— REQUIREMENT —
Print only the line with "Spot the gold" and the lines after it, ending with the last line of the material, each exactly as it stands.

— DATA SUPPLIED —
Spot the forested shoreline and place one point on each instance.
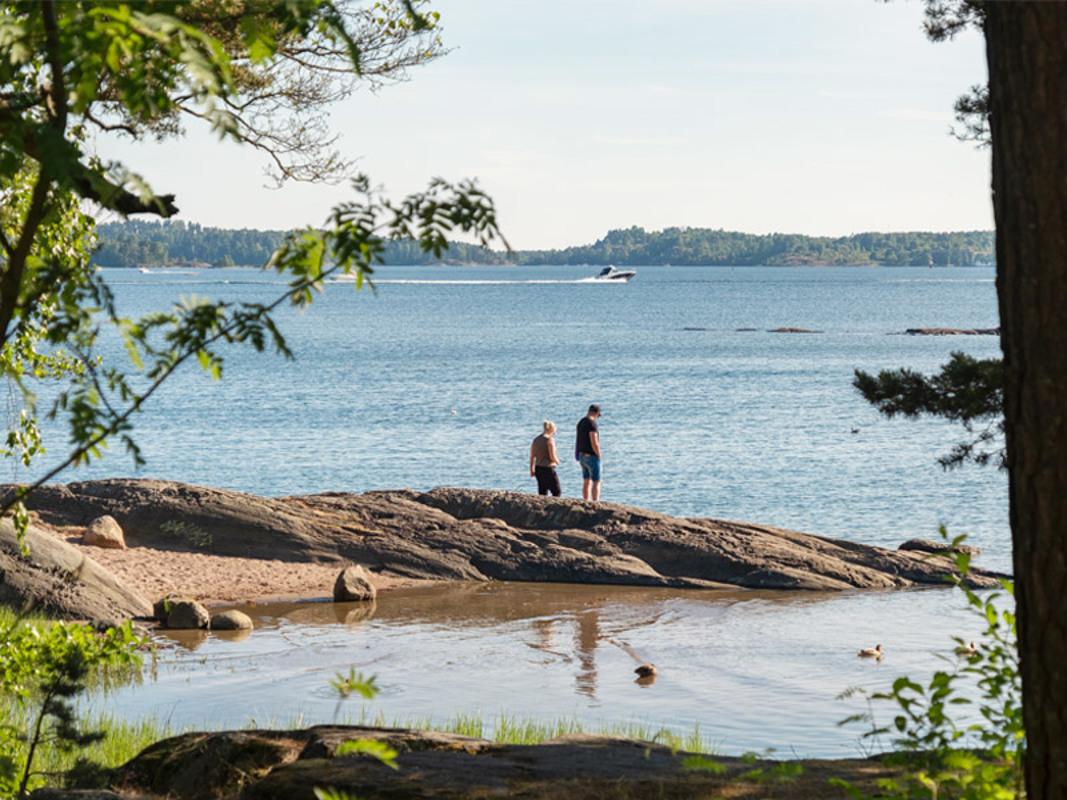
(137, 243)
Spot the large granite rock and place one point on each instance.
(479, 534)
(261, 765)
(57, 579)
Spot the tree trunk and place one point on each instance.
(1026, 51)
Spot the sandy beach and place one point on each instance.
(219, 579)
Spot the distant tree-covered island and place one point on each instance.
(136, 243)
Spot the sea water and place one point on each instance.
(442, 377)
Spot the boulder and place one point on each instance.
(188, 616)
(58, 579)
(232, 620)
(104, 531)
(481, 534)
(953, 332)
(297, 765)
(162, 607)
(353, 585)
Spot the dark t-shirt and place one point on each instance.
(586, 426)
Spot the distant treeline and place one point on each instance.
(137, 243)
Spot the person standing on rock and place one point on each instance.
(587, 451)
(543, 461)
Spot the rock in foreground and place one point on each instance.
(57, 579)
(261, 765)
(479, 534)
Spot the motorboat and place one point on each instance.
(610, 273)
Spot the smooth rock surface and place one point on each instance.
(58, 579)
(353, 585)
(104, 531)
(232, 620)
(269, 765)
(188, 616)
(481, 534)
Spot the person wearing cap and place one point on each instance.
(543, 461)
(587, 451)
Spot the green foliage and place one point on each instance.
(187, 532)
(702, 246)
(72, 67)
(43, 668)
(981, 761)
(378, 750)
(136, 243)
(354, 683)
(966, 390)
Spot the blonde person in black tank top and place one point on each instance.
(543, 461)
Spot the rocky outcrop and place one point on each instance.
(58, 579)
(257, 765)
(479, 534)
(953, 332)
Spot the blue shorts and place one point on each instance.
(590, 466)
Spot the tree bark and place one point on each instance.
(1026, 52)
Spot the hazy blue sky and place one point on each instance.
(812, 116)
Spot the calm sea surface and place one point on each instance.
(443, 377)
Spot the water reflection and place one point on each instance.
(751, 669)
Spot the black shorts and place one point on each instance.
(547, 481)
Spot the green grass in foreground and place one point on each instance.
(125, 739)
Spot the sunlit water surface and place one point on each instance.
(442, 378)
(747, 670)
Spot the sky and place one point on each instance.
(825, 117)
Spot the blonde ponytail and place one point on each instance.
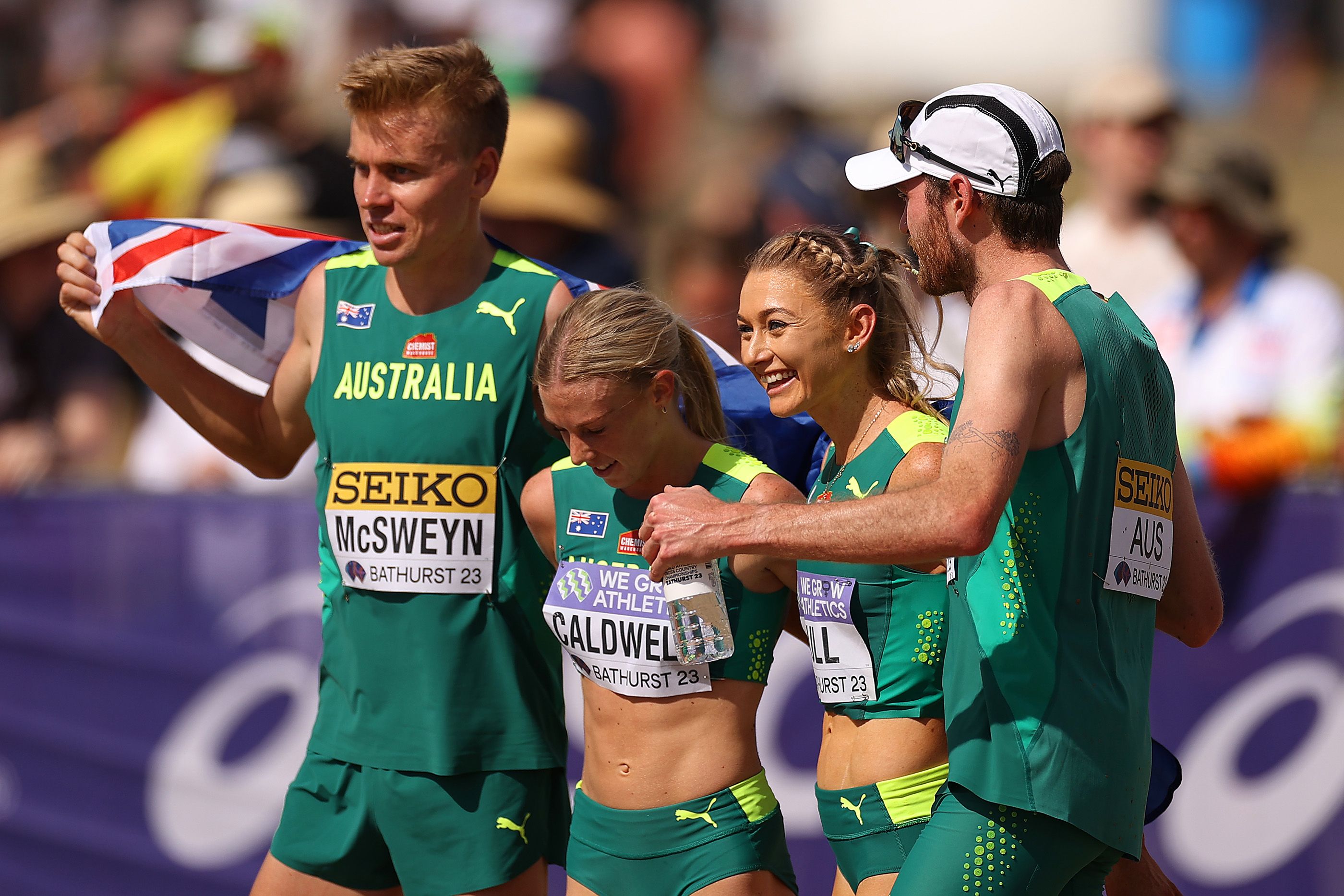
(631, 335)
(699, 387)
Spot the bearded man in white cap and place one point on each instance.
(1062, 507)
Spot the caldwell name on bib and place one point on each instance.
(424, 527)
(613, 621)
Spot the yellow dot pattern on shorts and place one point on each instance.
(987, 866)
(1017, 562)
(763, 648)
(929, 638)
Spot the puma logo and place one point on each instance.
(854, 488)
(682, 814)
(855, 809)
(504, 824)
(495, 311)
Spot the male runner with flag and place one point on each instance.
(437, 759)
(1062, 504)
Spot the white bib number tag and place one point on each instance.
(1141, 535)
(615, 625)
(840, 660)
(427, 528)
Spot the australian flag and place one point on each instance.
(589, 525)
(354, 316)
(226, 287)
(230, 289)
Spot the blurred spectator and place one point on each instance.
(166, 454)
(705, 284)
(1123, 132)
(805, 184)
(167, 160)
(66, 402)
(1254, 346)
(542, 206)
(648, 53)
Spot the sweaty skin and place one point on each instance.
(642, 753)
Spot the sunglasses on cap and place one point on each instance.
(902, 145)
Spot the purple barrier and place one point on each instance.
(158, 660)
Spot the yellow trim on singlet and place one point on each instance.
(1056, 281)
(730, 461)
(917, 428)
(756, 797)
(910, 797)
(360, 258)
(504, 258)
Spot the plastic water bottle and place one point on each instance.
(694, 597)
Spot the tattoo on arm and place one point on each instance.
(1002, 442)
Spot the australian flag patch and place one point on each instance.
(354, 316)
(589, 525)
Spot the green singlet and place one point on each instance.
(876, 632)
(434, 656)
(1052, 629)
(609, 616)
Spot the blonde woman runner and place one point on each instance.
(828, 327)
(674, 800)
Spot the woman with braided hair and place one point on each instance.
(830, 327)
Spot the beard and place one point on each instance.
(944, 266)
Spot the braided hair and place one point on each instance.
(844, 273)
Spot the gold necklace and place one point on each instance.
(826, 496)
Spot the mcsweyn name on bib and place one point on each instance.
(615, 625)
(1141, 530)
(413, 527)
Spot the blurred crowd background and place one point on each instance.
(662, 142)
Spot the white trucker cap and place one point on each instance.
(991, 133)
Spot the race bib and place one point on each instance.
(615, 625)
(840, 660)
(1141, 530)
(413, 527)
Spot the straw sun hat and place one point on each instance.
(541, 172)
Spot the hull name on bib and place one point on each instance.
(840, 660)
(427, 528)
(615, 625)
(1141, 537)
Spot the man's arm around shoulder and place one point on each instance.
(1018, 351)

— EXERCISE ANSWER —
Spot the gold necklace and place one point on each instance.
(826, 496)
Spot the mcsweyn name on bib and place one point on each instance.
(615, 625)
(1141, 530)
(413, 527)
Spot the blurred crowd background and place one point on each instance.
(662, 142)
Spot the white trucker cap and place one point on each instance.
(991, 133)
Spot the race bib and place one point on each instance.
(615, 625)
(840, 660)
(1141, 530)
(413, 527)
Spot the straw sun hat and place one point on each instance.
(541, 172)
Spot the hull name on bib and place one point on each instance.
(840, 660)
(427, 528)
(615, 625)
(1141, 537)
Spot the man's arm around shoulder and place one point on each instance.
(1018, 351)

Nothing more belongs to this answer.